TASK 1:
Answer these questions using the passage on Team USA's World Juniors goalies:
(a) Which NHL team drafted Alex Nedeljkovic, and in which round?
(b) For which OHL club does Brandon Halverson play?
(c) In what year was Nedeljkovic the starter at the U18s?
TASK 2:
According to the passage on Team USA's World Juniors goalies, why do some people doubt that either goaltender is ready to take the starting job? Answer in one to three sentences.
TASK 3:
Pick up the passage on Team USA's World Juniors goaltending after its final sentence and keep writing.

PASSAGE GIVEN:
Goalies: Goaltending is often a position of excellence for Team USA’s entry in the World Juniors, but this go-around has observers concerned. Carolina Hurricanes second rounder Alex Nedeljkovic just got traded within the Ontario Hockey League from Flint to Niagara, and early returns for the Ohio native look promising after three high-quality starts to date after a tumultuous start. He watched last year’s tournament in street clothes as the club’s third goalie, while Boston College star Thatcher Demko was brilliant. Nedeljkovic’s running mate this year is Brandon Halverson, a New York Rangers’ second-round pick. The big Sault Ste. Marie Greyhound backed up Demko last year, starting in an American rout of the Germans with little to do; but his poor start to this OHL season has some worried about whether either of them are fit to run with the ball. Nedeljkovic was solid at the U18s back in 2014 as the starter, while last year was Halverson’s only Team USA experience. Who will get the job is truly a mystery at this point.

Image entries on named regions
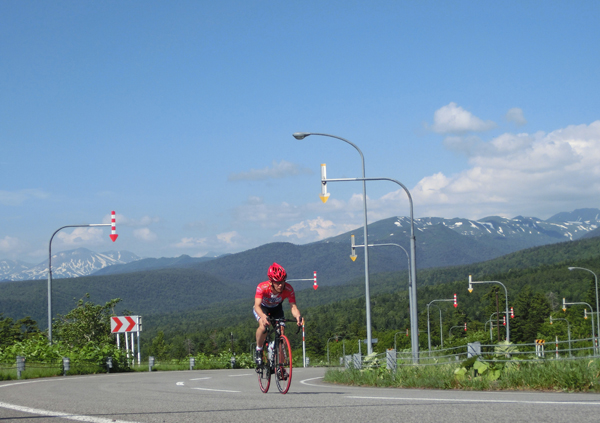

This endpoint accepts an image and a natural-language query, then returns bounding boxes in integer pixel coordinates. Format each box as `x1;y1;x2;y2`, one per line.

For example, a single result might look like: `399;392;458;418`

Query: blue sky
0;0;600;263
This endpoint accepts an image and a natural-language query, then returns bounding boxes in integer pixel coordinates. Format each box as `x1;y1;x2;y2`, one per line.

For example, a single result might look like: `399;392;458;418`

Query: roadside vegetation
325;359;600;392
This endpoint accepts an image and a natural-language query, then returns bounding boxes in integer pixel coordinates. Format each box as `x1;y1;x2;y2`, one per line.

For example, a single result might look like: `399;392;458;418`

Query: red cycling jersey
254;281;296;308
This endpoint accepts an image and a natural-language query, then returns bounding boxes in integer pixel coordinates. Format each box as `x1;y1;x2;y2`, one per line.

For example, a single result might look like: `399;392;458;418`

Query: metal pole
438;307;444;348
569;267;600;356
322;174;419;364
427;303;431;356
48;223;112;343
469;275;510;342
563;298;596;354
294;132;373;354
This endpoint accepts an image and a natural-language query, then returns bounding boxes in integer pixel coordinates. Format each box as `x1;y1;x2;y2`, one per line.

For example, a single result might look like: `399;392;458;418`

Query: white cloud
505;107;527;126
431;103;496;134
108;213;160;230
227;160;313;181
173;237;208;249
172;231;244;252
274;216;356;242
0;235;26;254
410;121;600;218
0;189;50;206
217;231;239;246
55;227;109;247
133;228;157;242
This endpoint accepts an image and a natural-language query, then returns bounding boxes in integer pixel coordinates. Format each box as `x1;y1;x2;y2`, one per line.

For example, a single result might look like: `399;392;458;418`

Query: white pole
302;319;306;367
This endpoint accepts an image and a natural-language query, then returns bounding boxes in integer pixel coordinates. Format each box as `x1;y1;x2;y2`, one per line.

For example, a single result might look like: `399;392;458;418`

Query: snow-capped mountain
321;209;600;260
0;248;141;281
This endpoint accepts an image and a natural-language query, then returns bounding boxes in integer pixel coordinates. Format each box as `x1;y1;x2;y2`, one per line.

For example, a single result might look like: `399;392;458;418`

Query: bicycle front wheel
256;342;271;394
275;335;292;394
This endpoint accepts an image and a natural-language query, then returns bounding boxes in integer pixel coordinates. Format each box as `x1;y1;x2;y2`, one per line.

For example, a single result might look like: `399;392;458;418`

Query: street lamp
350;235;416;336
294;141;419;364
48;211;118;343
448;323;467;337
469;275;510;343
293;132;373;354
563;298;596;354
550;315;572;357
327;335;341;365
427;297;456;355
569;267;600;354
285;270;319;291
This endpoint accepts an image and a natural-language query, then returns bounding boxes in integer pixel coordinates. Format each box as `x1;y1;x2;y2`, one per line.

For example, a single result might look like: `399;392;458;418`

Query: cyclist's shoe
254;350;262;367
277;367;288;380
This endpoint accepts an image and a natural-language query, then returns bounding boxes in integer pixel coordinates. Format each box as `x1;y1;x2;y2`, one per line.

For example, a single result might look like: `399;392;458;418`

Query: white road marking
346;395;600;406
192;388;241;393
300;376;328;389
0;402;135;423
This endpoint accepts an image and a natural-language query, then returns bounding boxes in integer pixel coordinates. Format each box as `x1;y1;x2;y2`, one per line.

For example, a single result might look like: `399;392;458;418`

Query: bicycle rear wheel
275;335;292;394
256;342;271;394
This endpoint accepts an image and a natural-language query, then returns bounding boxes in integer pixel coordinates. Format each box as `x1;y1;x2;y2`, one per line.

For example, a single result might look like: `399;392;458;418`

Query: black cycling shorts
252;303;285;320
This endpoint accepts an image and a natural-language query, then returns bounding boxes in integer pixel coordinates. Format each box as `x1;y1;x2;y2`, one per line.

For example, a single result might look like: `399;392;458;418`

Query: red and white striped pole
110;210;119;242
302;317;306;367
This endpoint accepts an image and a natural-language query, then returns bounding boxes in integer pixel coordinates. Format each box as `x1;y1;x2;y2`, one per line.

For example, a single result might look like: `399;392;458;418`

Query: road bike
256;317;300;394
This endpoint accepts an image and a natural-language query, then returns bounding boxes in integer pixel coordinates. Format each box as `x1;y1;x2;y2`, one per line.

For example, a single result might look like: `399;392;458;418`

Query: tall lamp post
569;267;600;354
350;235;413;340
469;275;510;342
563;298;596;354
293;132;419;364
550;315;573;357
48;211;118;343
327;335;341;365
293;132;373;354
427;297;456;355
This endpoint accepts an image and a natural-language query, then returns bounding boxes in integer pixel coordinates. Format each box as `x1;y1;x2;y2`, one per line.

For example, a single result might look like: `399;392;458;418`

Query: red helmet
267;263;287;282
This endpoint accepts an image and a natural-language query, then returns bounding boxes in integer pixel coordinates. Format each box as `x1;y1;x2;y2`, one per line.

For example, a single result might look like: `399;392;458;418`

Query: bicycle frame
256;318;295;394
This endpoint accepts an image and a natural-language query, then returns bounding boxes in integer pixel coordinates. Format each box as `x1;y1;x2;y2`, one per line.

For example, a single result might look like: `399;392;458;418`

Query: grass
325;359;600;392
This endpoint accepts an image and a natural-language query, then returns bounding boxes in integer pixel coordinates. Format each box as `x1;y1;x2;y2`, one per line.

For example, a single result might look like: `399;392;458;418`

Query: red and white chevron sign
110;316;142;333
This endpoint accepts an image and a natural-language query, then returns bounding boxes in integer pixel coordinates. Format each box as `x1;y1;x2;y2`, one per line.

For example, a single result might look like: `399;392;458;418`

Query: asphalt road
0;368;600;423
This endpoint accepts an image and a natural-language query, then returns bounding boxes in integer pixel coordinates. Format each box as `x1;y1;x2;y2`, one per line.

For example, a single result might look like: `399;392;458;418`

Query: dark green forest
0;238;600;358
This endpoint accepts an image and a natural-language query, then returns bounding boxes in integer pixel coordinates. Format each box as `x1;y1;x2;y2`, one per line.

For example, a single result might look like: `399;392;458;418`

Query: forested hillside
138;238;600;362
0;238;600;362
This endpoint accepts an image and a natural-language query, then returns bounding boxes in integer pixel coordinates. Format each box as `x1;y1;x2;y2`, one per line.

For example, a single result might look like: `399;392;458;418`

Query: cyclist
253;263;302;366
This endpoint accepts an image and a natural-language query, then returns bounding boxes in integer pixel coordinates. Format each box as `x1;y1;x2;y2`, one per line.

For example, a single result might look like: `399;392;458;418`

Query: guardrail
340;338;600;369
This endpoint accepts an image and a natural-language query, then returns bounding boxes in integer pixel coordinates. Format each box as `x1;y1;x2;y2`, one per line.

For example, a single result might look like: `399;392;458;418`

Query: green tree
52;294;121;348
0;313;39;348
510;285;552;343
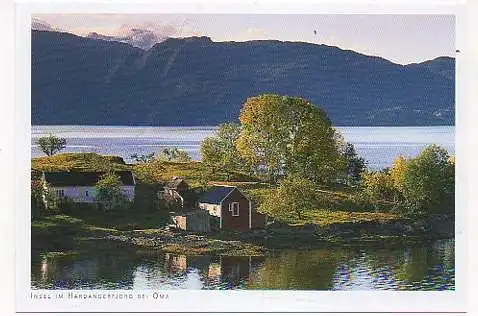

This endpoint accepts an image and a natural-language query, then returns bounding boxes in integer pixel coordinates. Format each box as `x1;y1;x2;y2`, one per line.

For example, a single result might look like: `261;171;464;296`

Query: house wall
199;203;221;217
222;190;249;231
49;185;134;203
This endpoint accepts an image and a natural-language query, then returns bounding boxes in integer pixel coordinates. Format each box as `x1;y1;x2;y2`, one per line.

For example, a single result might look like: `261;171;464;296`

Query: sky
32;13;455;64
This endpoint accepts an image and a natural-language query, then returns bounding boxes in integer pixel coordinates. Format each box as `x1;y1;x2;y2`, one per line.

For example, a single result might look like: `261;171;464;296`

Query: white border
13;0;473;312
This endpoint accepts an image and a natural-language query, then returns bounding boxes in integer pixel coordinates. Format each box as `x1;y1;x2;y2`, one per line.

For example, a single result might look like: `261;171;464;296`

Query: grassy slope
32;153;398;247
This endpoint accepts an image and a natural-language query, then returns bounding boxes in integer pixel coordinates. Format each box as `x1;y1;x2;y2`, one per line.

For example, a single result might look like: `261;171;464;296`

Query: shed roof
43;171;135;186
199;186;241;204
164;178;187;189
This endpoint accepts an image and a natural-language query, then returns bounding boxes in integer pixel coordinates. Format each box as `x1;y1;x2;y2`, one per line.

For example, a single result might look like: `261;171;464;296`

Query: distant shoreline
31;123;456;129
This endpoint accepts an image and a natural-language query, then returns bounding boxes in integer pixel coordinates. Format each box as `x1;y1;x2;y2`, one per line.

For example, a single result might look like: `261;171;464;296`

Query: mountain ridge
32;31;454;126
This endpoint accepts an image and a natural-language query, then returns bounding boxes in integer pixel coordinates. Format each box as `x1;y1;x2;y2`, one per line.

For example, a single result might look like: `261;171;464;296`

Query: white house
42;171;136;203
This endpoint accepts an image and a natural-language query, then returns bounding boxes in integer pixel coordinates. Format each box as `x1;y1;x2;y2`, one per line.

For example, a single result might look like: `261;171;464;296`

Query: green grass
31;153;131;179
133;161;258;187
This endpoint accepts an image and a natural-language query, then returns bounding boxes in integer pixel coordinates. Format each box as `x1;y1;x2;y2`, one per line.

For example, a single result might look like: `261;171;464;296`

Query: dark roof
44;171;134;186
199;186;236;204
164;178;187;189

REPLY 1:
(a) The Carolina Hurricanes drafted him in the second round.
(b) He plays for the Sault Ste. Marie Greyhounds.
(c) He was the U18s starter in 2014.

REPLY 2:
Brandon Halverson's poor start to this OHL season has some people worried about whether either goalie is fit to carry the load.

REPLY 3:
Defencemen: Head coach Ron Wilson was truly hoping to get Noah Hanifin, last year’s fifth overall pick in the draft, back from the Carolina Hurricanes; but the Americans will have to make do without him. The result is a group that is very solid, if not overly exciting. That being said, Team USA fans should not at all be concerned about this corps. Columbus Blue Jackets’ first rounder and World Junior returnee Zach Werenski will shoulder a heavy workload in all situations, and is in fine form as an elite two-play presence in his sophomore season with the University of Michigan. Tri-City Americans (Western Hockey League) monster Brandon Carlo strikes a strong Zdeno Chara resemblance as a future Boston Bruin (second round in 2015) and is a perfect, physical and hard-working fit beside Werenski. Boston University’s Brandon Fortunato, who is an undrafted free agent, is an exciting, creative offence-firs type. The draft eligible 17-year-old Chad Krys is a joy to watch skate with the puck and is having a strong season with the US National Development Team.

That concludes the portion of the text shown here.